____ SUPPLIED ENTRIES

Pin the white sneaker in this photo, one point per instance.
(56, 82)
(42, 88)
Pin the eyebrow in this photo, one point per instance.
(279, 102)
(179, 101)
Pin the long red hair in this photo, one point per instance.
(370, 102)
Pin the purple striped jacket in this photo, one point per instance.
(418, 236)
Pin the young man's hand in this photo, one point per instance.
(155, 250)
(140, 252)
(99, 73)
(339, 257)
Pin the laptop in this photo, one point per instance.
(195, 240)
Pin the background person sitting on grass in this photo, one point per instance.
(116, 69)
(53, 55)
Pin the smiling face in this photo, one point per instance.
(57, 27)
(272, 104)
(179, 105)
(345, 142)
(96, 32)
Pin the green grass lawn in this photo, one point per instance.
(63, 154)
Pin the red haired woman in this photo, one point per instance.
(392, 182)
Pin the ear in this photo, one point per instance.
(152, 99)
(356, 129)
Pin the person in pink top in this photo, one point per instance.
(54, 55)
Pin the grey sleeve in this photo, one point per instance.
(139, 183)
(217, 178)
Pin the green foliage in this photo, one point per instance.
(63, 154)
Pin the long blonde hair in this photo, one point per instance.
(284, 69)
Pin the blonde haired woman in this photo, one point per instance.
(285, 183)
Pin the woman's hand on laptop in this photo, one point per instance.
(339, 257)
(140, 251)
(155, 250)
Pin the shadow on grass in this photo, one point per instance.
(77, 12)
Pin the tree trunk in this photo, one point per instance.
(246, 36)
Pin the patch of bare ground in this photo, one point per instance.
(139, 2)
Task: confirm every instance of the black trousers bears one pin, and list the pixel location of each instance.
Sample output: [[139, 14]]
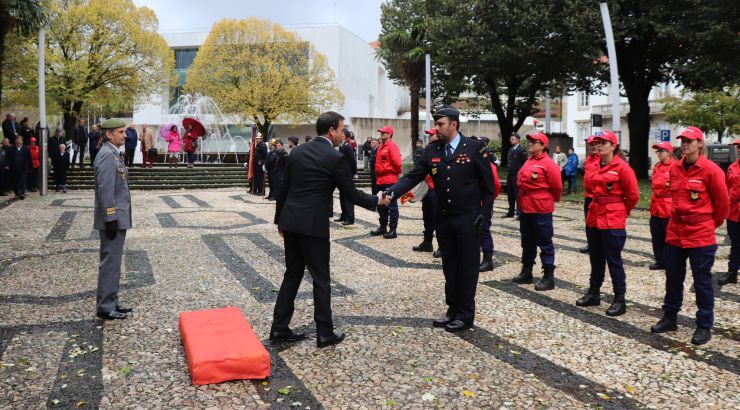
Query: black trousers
[[301, 252], [459, 243], [512, 192]]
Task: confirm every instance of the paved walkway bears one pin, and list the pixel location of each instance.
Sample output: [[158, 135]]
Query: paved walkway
[[194, 250]]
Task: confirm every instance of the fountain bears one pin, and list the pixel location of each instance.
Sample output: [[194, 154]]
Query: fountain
[[218, 139]]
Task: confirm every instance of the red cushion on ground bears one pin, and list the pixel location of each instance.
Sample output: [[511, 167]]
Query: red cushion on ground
[[220, 345]]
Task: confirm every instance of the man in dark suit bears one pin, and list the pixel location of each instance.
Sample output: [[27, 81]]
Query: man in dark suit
[[314, 170], [348, 207], [463, 182], [517, 158], [20, 164]]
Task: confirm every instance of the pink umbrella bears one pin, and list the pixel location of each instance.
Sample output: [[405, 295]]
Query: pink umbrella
[[164, 132]]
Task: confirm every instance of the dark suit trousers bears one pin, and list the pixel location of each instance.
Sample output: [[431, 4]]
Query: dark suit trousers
[[301, 252], [459, 243]]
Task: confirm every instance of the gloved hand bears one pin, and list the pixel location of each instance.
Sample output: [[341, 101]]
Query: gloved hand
[[478, 223], [111, 229]]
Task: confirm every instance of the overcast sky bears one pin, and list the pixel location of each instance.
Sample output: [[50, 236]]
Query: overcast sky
[[361, 17]]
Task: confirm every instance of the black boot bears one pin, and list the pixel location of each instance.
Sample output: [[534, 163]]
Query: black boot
[[486, 264], [525, 276], [667, 323], [391, 234], [382, 230], [618, 306], [729, 277], [548, 279], [591, 298], [424, 246]]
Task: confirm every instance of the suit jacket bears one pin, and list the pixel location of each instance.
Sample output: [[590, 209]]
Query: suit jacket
[[112, 197], [19, 160], [349, 154], [305, 192]]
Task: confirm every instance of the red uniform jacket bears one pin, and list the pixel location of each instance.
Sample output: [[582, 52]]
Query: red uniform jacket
[[700, 203], [540, 185], [591, 163], [615, 193], [661, 202], [387, 163], [733, 184]]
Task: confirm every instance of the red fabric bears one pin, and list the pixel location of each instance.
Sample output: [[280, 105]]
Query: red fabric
[[220, 345], [34, 156], [701, 193], [661, 202], [615, 193], [540, 185], [590, 164], [733, 185], [387, 163]]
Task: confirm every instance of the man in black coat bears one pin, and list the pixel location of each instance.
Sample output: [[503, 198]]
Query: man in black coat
[[260, 155], [348, 207], [314, 170], [463, 182], [517, 158], [19, 162], [79, 137]]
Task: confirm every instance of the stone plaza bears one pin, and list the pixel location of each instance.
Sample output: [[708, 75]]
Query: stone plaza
[[192, 250]]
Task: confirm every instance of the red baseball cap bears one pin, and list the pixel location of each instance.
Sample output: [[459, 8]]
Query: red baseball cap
[[538, 136], [608, 136], [664, 145], [692, 133], [387, 129]]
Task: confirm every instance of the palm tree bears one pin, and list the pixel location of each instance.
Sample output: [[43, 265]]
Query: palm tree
[[402, 50], [21, 16]]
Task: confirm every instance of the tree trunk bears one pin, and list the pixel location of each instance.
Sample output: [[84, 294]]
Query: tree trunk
[[638, 121], [414, 90]]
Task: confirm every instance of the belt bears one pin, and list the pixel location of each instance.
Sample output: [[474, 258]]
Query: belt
[[692, 219], [602, 200]]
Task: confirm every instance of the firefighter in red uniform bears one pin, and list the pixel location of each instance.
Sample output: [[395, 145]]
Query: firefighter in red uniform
[[733, 221], [700, 205], [615, 193], [540, 186], [661, 203], [592, 159]]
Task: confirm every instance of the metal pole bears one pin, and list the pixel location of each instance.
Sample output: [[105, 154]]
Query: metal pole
[[428, 85], [547, 111], [42, 114], [613, 73]]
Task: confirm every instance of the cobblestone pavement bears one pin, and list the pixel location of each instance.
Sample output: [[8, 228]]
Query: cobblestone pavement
[[194, 250]]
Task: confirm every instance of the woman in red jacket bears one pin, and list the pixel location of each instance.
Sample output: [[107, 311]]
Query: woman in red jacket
[[700, 205], [661, 203], [733, 221], [615, 194], [540, 187]]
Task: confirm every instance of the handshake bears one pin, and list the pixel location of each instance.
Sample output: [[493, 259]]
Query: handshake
[[384, 198]]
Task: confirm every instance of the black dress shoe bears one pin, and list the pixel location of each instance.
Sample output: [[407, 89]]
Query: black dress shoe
[[123, 309], [334, 339], [457, 326], [111, 315], [442, 322], [701, 336], [286, 336]]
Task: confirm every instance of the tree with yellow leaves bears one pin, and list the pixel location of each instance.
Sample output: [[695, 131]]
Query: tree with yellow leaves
[[108, 51], [261, 72]]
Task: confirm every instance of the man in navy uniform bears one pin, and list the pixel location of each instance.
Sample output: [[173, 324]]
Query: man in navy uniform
[[517, 157], [463, 182], [112, 217]]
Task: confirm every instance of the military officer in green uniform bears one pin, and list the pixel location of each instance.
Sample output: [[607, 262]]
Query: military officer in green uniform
[[112, 217]]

________

**THE EXERCISE**
Rewrite only the part of the records that opens with the line containing "Task: confirm every instance of the paved" and closes with the line containing "[[218, 139]]", both lines included, scaling every coordinate in the answers by 1.15 and rounding each to a whole number, with halves going up. Keep the request lines and their sample outputs unchanged.

**SOLUTION TO THIS PROBLEM**
Task: confirm every instance of the paved walkway bears one pin, and list the pixel location of each instance.
Sample output: [[158, 135]]
Query: paved walkway
[[223, 288]]
Task: confirm every instance of the fountain bears one pin, and list the pixel location of each instance.
Sample output: [[194, 154]]
Query: fountain
[[251, 160]]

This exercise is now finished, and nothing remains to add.